SELECTED PASSAGE
-- Begin --

Learn how to perform regression

We're going to train a neural network that knows how to perform inference in robust linear regression models. The network will have as input:

  • $x$, a vector of input values, and
  • $y$, a vector of output values.

It will learn how to perform posterior inference for the parameter vector $w$, in a linear regression model.


In [1]:
import numpy as np
import torch
from torch.autograd import Variable
import sys, inspect
sys.path.insert(0, '..')

%matplotlib inline
import pymc
import matplotlib.pyplot as plt

from learn_smc_proposals import cde
from learn_smc_proposals.utils import systematic_resample

import seaborn as sns
sns.set_context("notebook", font_scale=1.5, rc={"lines.markersize": 12})
sns.set_style('ticks')

First step: let's define linear regression as a PyMC model. This model has:

  • an intercept term, a linear term, and a quadratic term
  • Laplace distribution (double exponential) priors on the weights
  • T-distributed (heavy-tailed) likelihoods

In [2]:
num_points = 10 # number of points in the synthetic dataset we train on

def robust_regression(x, t, sigma_0=np.array([10.0, 1.0, .1]), epsilon=1.0):
    """ X: input (NxD matrix)
        t: output (N vector)
        sigma_0: prior std hyperparameter for weights
        epsilon: std hyperparameter for output noise """
    
    if x is not None:
        N, D = x.shape
        assert D == 1
    else:
        N = num_points
        D = 1
    
    # assume our input variable is bounded by some constant
    const = 10.0
    x = pymc.Uniform('x', lower=-const, upper=const, value=x, size=(N, D), observed=(x is not None))
    
    # create design matrix (add intercept)
    @pymc.deterministic(plot=False)
    def X(x=x, N=N):
        return np.hstack((np.ones((N,1)), x, x**2))

-- End --

Stored items

-- Begin --

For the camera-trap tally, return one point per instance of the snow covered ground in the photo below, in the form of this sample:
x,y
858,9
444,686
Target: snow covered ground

-- End --

ACTIONS TO TAKE
1. In the regression walkthrough:
(a) What two vectors does the network take as input?
(b) What kind of prior is placed on the weights?
(c) What value is assigned to const as the bound on the input variable?
2. Output the passage from the regression walkthrough starting with "First step: let's" and going on through "output (N vector)".

ANSWERS BELOW
1.
(a) $x$, a vector of input values, and $y$, a vector of output values.
(b) Laplace distribution (double exponential) priors.
(c) 10.0

2.
First step: let's define linear regression as a PyMC model. This model has:

  • an intercept term, a linear term, and a quadratic term
  • Laplace distribution (double exponential) priors on the weights
  • T-distributed (heavy-tailed) likelihoods

In [2]:
num_points = 10 # number of points in the synthetic dataset we train on

def robust_regression(x, t, sigma_0=np.array([10.0, 1.0, .1]), epsilon=1.0):
    """ X: input (NxD matrix)
        t: output (N vector)